REQUIRED ACTIONS
• A. In the Amazon interview list below, where did the first Amazon attempt take place?
• B. Shorten the section of the Amazon interview list that begins "Onsite written test:" into one sentence that keeps all three problems.

GIVEN PASSAGE
Tag Archives: Amazon

Amazon attempts

1st Amazon attempt (Cape Town):

  • Kadane’s Algorithm
  • Implementation of HashTables
  • Difference between new and malloc

2nd Amazon attempt:

Online test questions:

  • LCA
  • Delete duplicate nodes in Linked List

1st telephonic:

  • Generate excel column names (A, B,… , Z, AA, BB,… , ZZ, AAA,…)
  • Find square root of a number without using sqrt()

2nd telephonic:

  •  Print if there exists a path with sum equal to K
    • Print the path
    • Return only True or False

1st onsite:

  • isBST
  • Circular linked list
    • Number of nodes in the loop
    • First node that is circularly linked
  • Rope puzzle

2nd onsite:

  • In a BST find two numbers with sum K
  • Array return index of number from where left and right sum are same

Amazon third attempt:

Onsite written test:

  • Find if a given LinkedList is palindrome or not
  • Given an ‘ascending sorted’ and rotated array find the index of the given number
  • Next largest number in a BST when a node is given

1st onsite:

  • Distance between given two nodes in a binary tree (Upon hearing about LCA, wanted a solution for finding it in O(n) time and O(1) space)

DATASET EXCERPT
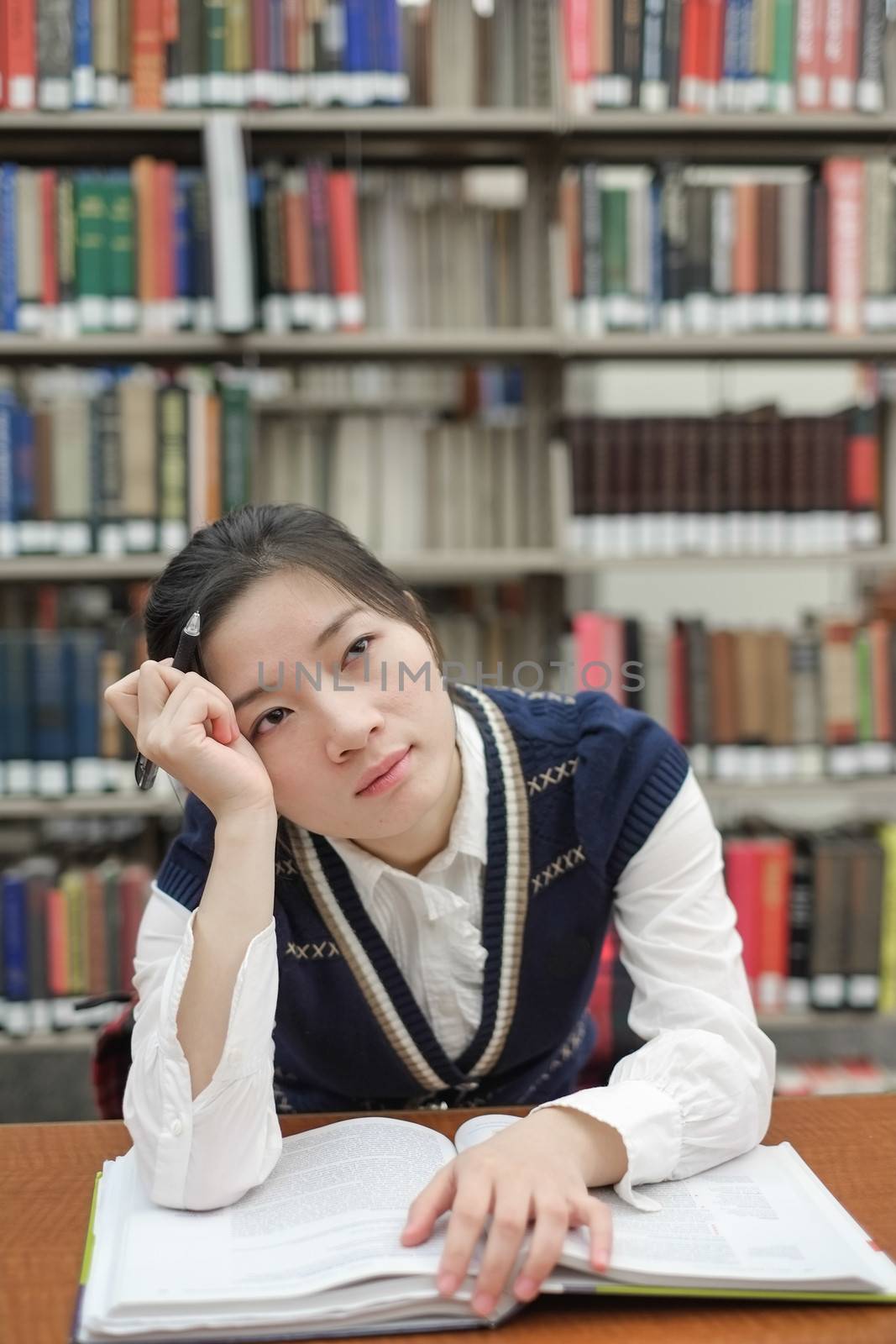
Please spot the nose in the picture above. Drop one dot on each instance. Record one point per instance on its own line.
(351, 718)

PER-TASK OUTPUTS
• A. Cape Town.

• B. The onsite written test asked whether a linked list is a palindrome, for the index of a given number in a rotated ascending sorted array, and for the next largest number after a given node in a BST.